**Objective**
Please quote each of the following entries word for word.
────
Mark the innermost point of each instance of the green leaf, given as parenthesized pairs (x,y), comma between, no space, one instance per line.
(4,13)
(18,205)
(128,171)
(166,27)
────
**Task solution**
Mark the innermost point of each instance of the green leaf, given as parenthesized pairs (x,y), comma between, no space, one instance per line.
(4,13)
(18,205)
(128,171)
(166,27)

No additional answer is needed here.